--- Input material ---

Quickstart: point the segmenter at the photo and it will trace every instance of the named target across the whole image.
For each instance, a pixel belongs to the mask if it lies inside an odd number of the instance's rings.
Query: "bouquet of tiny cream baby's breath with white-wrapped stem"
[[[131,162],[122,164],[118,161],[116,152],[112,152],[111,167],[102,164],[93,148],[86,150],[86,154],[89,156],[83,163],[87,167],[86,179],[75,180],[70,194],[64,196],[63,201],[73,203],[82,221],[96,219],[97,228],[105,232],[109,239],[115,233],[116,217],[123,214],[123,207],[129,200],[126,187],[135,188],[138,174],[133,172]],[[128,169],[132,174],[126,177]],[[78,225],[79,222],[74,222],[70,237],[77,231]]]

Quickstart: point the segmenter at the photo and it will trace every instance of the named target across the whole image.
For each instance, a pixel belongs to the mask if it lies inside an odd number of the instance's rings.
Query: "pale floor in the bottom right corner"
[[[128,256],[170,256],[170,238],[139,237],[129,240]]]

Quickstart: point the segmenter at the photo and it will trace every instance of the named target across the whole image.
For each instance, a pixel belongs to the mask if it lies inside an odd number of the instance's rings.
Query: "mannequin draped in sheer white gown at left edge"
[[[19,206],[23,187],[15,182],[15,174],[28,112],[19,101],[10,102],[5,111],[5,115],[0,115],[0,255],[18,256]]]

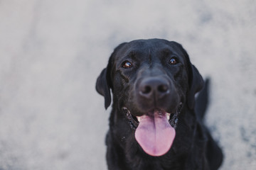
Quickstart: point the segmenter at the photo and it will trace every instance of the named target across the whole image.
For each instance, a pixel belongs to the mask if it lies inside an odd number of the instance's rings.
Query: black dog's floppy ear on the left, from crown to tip
[[[112,55],[110,56],[109,62],[107,64],[107,67],[102,70],[100,73],[100,76],[97,78],[96,81],[96,90],[99,94],[104,96],[105,98],[105,108],[107,109],[110,106],[111,103],[111,94],[110,89],[113,89],[112,86],[112,78],[111,78],[111,70],[112,70],[112,61],[114,60],[114,55],[117,54],[117,51],[125,44],[122,43],[119,46],[117,46],[114,49],[114,52],[112,52]]]

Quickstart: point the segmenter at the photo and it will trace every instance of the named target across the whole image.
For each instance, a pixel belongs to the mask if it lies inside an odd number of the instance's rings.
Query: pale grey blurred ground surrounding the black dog
[[[254,0],[0,0],[0,169],[107,169],[95,81],[114,47],[141,38],[183,45],[211,79],[221,169],[255,169]]]

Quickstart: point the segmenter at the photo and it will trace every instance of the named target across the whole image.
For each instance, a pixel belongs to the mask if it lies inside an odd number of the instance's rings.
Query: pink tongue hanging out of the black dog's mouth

---

- Action item -
Repeat every entry exactly. Do not include the pictures.

- Solved exercise -
Quickstart: point the segmenter at the photo and it will trace every instance of the named target across the whole image.
For each instance, a pixel belongs to the mask if it lies inside an odd number of the instance's rings.
Query: "bouquet of tiny cream baby's breath with white-wrapped stem"
[[[131,162],[122,164],[118,161],[116,152],[112,152],[111,167],[102,164],[93,148],[86,150],[86,154],[89,156],[83,163],[87,167],[86,179],[75,180],[70,194],[64,196],[63,201],[73,203],[82,221],[96,219],[97,228],[105,232],[109,239],[115,233],[116,217],[123,214],[123,207],[129,200],[126,187],[135,188],[138,174],[133,172]],[[128,169],[132,174],[126,177]],[[78,225],[79,222],[74,222],[70,237],[77,231]]]

Quickstart: point the segmenter at the photo and it will trace every instance of the named target across the whole image.
For each instance, a pixel belongs to the mask if it lies inside an odd number of the instance's rings.
Query: "pale floor in the bottom right corner"
[[[128,256],[170,256],[170,238],[139,237],[129,240]]]

Quickstart: point the segmenter at the photo and it will trace every instance of the named target across the whole image.
For each instance, a pixel belongs to the mask if it lies inside an odd number of the instance's rings.
Query: "mannequin draped in sheer white gown at left edge"
[[[19,206],[23,187],[15,182],[15,174],[28,112],[19,101],[10,102],[5,111],[5,115],[0,115],[0,255],[18,256]]]

Quickstart: point the segmenter at the photo and it will trace every instance of the named target across the whole image.
For each instance, a pixel belongs to the mask if it lies inside an odd number of the instance's rings.
Query: black dog's floppy ear on the left, from crown to tip
[[[112,55],[110,56],[109,62],[107,64],[107,67],[102,70],[100,73],[100,76],[97,78],[96,81],[96,90],[99,94],[104,96],[105,98],[105,108],[107,109],[110,106],[111,103],[111,94],[110,89],[113,89],[112,86],[112,78],[111,78],[111,70],[112,70],[112,61],[114,60],[114,55],[117,54],[117,51],[125,44],[122,43],[119,46],[117,46],[114,49],[114,52],[112,52]]]

Quickstart: point the segmenter at the photo and it will trace every instance of the named target across the whole image.
For each instance, a pixel belongs to the mask if it lies inside an odd number of the instance's rings.
Query: pale grey blurred ground surrounding the black dog
[[[254,0],[0,0],[0,169],[107,169],[95,81],[114,47],[141,38],[183,45],[211,79],[221,169],[255,169]]]

Quickstart: point the segmenter at the photo and it will trace every instance of the named target across the whole image.
For each instance, a pixel belongs to the mask if it lies inside an odd number of the instance's rings.
Query: pink tongue hanging out of the black dog's mouth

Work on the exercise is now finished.